Do this: Turn every line of the data below into a Markdown table with two columns, Row for the running number and Entry for the line itself, and skip any blank lines.

Records provided:
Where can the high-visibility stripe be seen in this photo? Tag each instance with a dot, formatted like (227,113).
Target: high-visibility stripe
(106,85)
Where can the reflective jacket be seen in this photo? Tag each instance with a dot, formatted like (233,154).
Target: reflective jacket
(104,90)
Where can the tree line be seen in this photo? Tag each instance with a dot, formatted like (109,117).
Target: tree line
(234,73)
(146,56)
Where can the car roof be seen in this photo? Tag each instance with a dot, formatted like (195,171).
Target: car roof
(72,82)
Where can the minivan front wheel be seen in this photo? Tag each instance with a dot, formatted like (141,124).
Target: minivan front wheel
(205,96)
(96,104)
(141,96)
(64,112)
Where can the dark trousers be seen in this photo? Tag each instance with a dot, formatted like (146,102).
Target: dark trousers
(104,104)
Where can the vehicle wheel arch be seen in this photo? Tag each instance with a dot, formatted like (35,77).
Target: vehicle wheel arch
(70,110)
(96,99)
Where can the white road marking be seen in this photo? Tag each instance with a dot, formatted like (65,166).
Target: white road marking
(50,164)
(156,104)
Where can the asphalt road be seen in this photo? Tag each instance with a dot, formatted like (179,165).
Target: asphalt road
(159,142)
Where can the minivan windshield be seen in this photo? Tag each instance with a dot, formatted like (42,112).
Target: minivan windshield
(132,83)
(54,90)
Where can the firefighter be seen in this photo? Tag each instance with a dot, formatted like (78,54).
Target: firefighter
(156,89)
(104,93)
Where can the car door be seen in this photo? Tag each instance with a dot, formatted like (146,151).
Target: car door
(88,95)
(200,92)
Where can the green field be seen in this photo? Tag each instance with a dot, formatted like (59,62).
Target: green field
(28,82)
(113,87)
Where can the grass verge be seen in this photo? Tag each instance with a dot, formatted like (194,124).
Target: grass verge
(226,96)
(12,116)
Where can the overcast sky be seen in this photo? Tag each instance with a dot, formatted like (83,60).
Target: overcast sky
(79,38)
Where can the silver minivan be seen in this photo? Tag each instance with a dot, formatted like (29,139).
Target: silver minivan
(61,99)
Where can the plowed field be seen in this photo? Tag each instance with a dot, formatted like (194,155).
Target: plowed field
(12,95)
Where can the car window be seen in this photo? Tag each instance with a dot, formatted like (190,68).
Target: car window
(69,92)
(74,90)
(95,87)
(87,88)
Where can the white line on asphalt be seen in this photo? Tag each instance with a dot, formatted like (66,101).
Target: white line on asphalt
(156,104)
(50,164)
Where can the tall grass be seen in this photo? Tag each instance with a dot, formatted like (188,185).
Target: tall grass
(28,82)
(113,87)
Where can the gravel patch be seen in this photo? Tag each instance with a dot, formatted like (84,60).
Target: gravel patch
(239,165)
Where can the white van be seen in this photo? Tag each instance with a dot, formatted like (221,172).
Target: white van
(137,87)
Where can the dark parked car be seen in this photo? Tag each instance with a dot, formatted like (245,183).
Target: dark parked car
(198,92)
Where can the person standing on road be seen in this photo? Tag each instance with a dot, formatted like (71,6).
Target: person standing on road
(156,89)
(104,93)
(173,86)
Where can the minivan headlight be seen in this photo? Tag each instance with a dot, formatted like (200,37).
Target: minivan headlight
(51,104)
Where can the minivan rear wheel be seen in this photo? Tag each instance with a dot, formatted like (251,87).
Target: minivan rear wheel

Task output:
| Row | Entry |
|---|---|
| 1 | Where can the high-visibility stripe be seen in this photo? Tag each instance with a dot, formatted like (227,113). |
| 2 | Target: high-visibility stripe |
| 3 | (106,85) |
| 4 | Where can the reflective jacket be seen in this photo? Tag each instance with a dot, formatted like (233,154). |
| 5 | Target: reflective jacket |
| 6 | (104,90) |
| 7 | Where can the tree line be seen in this photo? Tag each instance with a dot, formatted like (109,117). |
| 8 | Target: tree line |
| 9 | (234,73) |
| 10 | (146,56) |
| 11 | Where can the car roof be seen in this photo? Tag each instance with a dot, formatted like (195,171). |
| 12 | Target: car roof |
| 13 | (72,82) |
| 14 | Where can the minivan front wheel be seen in this photo? Tag each instance with a dot, formatted like (141,124). |
| 15 | Target: minivan front wheel |
| 16 | (205,96) |
| 17 | (96,104) |
| 18 | (141,96) |
| 19 | (64,112) |
| 20 | Where can the dark trousers be seen in this photo? Tag each instance with a dot, formatted like (146,102). |
| 21 | Target: dark trousers |
| 22 | (104,104) |
| 23 | Where can the vehicle wheel arch be seen in this photo? Tag each instance with a dot, formatted like (35,77). |
| 24 | Target: vehicle wheel arch |
| 25 | (70,110) |
| 26 | (96,99) |
| 27 | Where can the white road marking be seen in this photo? Tag each instance with a dot, formatted like (65,166). |
| 28 | Target: white road marking |
| 29 | (50,164) |
| 30 | (156,104) |
| 31 | Where can the asphalt road be seen in this photo? Tag each instance with a dot, formatted like (179,165). |
| 32 | Target: asphalt road |
| 33 | (159,142) |
| 34 | Where can the minivan windshield be seen in this photo? Tag each instance with a dot, formatted like (42,112). |
| 35 | Target: minivan windshield |
| 36 | (132,83) |
| 37 | (54,90) |
| 38 | Where can the firefighter be seen in this photo? Tag each instance with a dot, formatted like (78,54). |
| 39 | Target: firefighter |
| 40 | (156,89) |
| 41 | (104,93) |
| 42 | Where can the car door be seen in this photo? Tag each instance with a dot, formatted like (146,151). |
| 43 | Target: car door |
| 44 | (88,95) |
| 45 | (200,92) |
| 46 | Where can the green field be seen in this photo? Tag each instance with a dot, formatted like (59,62). |
| 47 | Target: green field |
| 48 | (28,82) |
| 49 | (113,87) |
| 50 | Where can the grass verge be seen in this photo? Tag each instance with a dot, formatted like (194,124). |
| 51 | Target: grass verge |
| 52 | (226,96) |
| 53 | (12,116) |
| 54 | Where can the overcast sky be seen in this photo? Tag each instance with a dot, formatted like (83,60). |
| 55 | Target: overcast sky |
| 56 | (79,38) |
| 57 | Where can the silver minivan be seen in this photo? Tag each instance with a dot, formatted like (29,139). |
| 58 | Target: silver minivan |
| 59 | (61,99) |
| 60 | Where can the plowed field be seen in this photo? Tag each instance with a dot, formatted like (194,155). |
| 61 | Target: plowed field |
| 62 | (12,95) |
| 63 | Where can the car window be seen in this photo? Tag each instance with a dot, formatted like (190,68). |
| 64 | Target: car window |
| 65 | (69,92) |
| 66 | (74,90) |
| 67 | (95,87) |
| 68 | (87,88) |
| 69 | Where can the white line on asphalt be seen in this photo? Tag each instance with a dot, formatted like (66,101). |
| 70 | Target: white line on asphalt |
| 71 | (156,104) |
| 72 | (50,164) |
| 73 | Where can the tall grass be seen in this photo? Tag each instance with a dot, formatted like (188,185). |
| 74 | Target: tall grass |
| 75 | (28,82) |
| 76 | (113,87) |
| 77 | Where can the gravel patch be seen in this photo? Tag each instance with a dot, formatted like (84,60). |
| 78 | Target: gravel patch |
| 79 | (239,165) |
| 80 | Where can the white van be seen in this photo? Tag each instance with a dot, formatted like (221,172). |
| 81 | Target: white van |
| 82 | (137,87) |
| 83 | Where can the dark parked car be seen in this photo? Tag each instance with a dot, formatted like (245,183). |
| 84 | Target: dark parked car |
| 85 | (198,92) |
| 86 | Where can the person standing on road be seen in this photo? Tag each instance with a dot, formatted like (71,6). |
| 87 | Target: person standing on road |
| 88 | (156,89) |
| 89 | (104,93) |
| 90 | (173,86) |
| 91 | Where can the minivan headlight be seen in this photo? Tag each instance with a dot, formatted like (200,37). |
| 92 | Target: minivan headlight |
| 93 | (51,104) |
| 94 | Where can the minivan rear wheel be seen in this photo? Tag each instance with a dot, formatted like (251,87). |
| 95 | Target: minivan rear wheel |